Aim of the task |
Write out the records below once more, exactly as they stand.

### Data lines ###

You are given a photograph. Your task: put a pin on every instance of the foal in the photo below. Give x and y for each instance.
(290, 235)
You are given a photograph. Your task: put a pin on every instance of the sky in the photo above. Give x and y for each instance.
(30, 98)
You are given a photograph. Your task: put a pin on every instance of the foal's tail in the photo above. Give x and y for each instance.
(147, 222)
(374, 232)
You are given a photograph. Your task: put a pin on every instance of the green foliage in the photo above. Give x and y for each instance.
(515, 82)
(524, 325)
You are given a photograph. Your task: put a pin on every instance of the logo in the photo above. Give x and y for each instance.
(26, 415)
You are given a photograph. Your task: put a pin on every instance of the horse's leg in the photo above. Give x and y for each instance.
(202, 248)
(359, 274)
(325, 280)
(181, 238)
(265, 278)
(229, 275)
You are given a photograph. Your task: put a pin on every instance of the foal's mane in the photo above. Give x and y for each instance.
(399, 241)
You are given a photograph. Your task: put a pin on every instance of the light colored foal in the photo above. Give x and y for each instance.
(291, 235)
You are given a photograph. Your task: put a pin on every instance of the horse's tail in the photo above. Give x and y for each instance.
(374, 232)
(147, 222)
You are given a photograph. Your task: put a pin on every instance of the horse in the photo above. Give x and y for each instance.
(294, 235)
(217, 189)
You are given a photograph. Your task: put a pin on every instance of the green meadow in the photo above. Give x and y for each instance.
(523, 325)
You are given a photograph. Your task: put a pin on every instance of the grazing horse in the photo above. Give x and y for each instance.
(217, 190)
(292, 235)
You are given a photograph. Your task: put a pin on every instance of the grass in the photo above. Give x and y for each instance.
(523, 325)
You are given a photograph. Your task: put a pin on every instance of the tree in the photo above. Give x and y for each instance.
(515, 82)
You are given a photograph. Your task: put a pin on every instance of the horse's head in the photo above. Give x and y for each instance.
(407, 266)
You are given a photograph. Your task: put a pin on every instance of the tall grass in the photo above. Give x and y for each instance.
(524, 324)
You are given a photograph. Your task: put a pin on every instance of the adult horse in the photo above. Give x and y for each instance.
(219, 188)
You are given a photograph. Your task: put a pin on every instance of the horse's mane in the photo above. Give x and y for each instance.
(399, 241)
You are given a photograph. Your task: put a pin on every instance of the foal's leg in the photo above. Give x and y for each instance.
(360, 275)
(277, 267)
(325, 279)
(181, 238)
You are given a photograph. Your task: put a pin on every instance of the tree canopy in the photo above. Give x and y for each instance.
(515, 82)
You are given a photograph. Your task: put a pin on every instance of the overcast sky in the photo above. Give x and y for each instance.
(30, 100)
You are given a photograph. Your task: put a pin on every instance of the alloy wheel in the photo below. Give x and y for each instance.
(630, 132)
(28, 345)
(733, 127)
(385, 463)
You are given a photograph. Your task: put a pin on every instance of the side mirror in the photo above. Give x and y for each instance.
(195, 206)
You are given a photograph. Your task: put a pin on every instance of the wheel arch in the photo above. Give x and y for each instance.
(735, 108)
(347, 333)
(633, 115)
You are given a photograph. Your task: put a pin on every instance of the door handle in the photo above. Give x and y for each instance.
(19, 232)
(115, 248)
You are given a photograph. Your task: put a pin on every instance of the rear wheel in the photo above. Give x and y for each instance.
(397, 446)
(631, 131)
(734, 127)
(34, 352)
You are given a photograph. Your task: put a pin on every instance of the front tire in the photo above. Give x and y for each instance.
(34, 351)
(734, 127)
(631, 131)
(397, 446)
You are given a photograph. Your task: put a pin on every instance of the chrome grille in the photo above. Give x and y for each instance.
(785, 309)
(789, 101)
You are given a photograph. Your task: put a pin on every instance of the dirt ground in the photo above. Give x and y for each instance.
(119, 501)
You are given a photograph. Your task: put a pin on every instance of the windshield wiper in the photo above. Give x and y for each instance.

###

Task output |
You are given a photograph. Your task: put a pin on every instance of the foal in the photo below. Give x and y for each instance.
(290, 235)
You are given a photograph. Your task: put a pin on every instance of the sky in the photo above. Give x and y for each instance.
(30, 98)
You are given a photograph. Your task: put a pin on every instance of the foal's tail in the photo above. Give x and y for each instance.
(147, 222)
(374, 232)
You are given a photograph. Your task: put a pin on every instance of the green foliage in the photo above. Give x and y for each instance.
(515, 82)
(524, 325)
You are given a photograph. Your task: put a pin on every instance of the logo in the photo above. Give x and y for each instance.
(26, 415)
You are given a photograph. Your task: put a pin on every instance of the horse's leg in the photo above. Give x and y for each instance.
(202, 248)
(359, 274)
(325, 280)
(181, 238)
(265, 278)
(229, 275)
You are given a photograph. Your task: put a pin on every instance of the foal's mane in the photo above. Give x and y for each instance.
(399, 241)
You are given a photograph. Your task: put a pin on every instance of the light colored foal in the photo above. Give x and y for each instance.
(291, 235)
You are given a photograph. Your task: put a pin on every instance of the horse's tail in the photo above. Give x and y for each instance.
(374, 232)
(147, 222)
You are given a photograph. Your task: put a pin on every instance of the horse in the photo above. Give x and y for each instance.
(294, 235)
(217, 189)
You are given a photograph. Your task: put a pin on every instance of the green meadow in the photo above. Give x and y for each instance.
(523, 325)
You are given a photograph. Your task: put a pin on every instance of the grazing horse in the photo above. Give x and y for each instance.
(217, 190)
(292, 235)
You are given a photograph. Your task: put a pin on every instance of the grass in the photo above. Give x and y for each instance.
(523, 325)
You are given a photograph. Your task: put a pin on every instance of the tree in the photo above. Give x and y for each instance.
(515, 82)
You are given a photograph. Your task: put a pin on every instance of the horse's head in the photo above. Give x and y for each instance.
(407, 266)
You are given a photograph. Your task: put a pin on every instance of the tall grass in the photo above. Give x and y for each instance.
(524, 324)
You are given a photograph. Your task: put a pin on every instance of the adult horse in the photo above. Give x and y for each instance.
(219, 188)
You are given a photograph. Your task: put a pin on every instance of the horse's mane in the photo above. Give x and y for each instance.
(399, 241)
You are given a photograph. Your task: put a pin on every instance of the foal's leg in the photo above. Give x and y for each instance.
(360, 275)
(277, 267)
(325, 279)
(181, 238)
You are given a photograph. Your task: put a pin on every instance of the tree canopy in the photo above. Give x and y for each instance.
(515, 82)
You are given a photograph. Your task: put a pin on every instance of the overcast sky in the photo above. Give x and y for each instance.
(30, 100)
You are given a photograph. Your task: put a pin on every instance of the alloy wheel in the photo below. Give x and y for each instance.
(630, 132)
(28, 345)
(733, 127)
(385, 463)
You are given a photograph. Your task: put a pin on every instance of the side mirror in the photo above. Give x and y for each instance.
(195, 206)
You are given a photograph. Your task: put a pin on every instance of the wheel arch in the photo above. Give x and y for each instance.
(735, 108)
(347, 333)
(633, 115)
You are given a photograph. Your task: put a pin on every instance of the door handle in the photo above. Give x and y for each instance.
(19, 232)
(115, 248)
You are given a photograph. Your task: put a pin on every instance of the rear wheel in the photo above. Give x and y for each instance.
(397, 446)
(631, 131)
(734, 127)
(34, 352)
You are given a photograph. Your task: put a pin on every instance of the front tire in the photo above. Give x and y for each instance.
(34, 351)
(734, 127)
(631, 131)
(397, 446)
You are given a photograph. Your task: put a pin on every instance of the chrome grille in the photo above. Give x and y for each instance.
(785, 309)
(789, 101)
You are given a photograph. Your task: put a pin on every instance of the dirt ground in the photo above. Give x and y for each instance.
(119, 501)
You are given a photograph. Your task: put a pin on every instance of the windshield wiper in the photo above. Give x and y for each instance.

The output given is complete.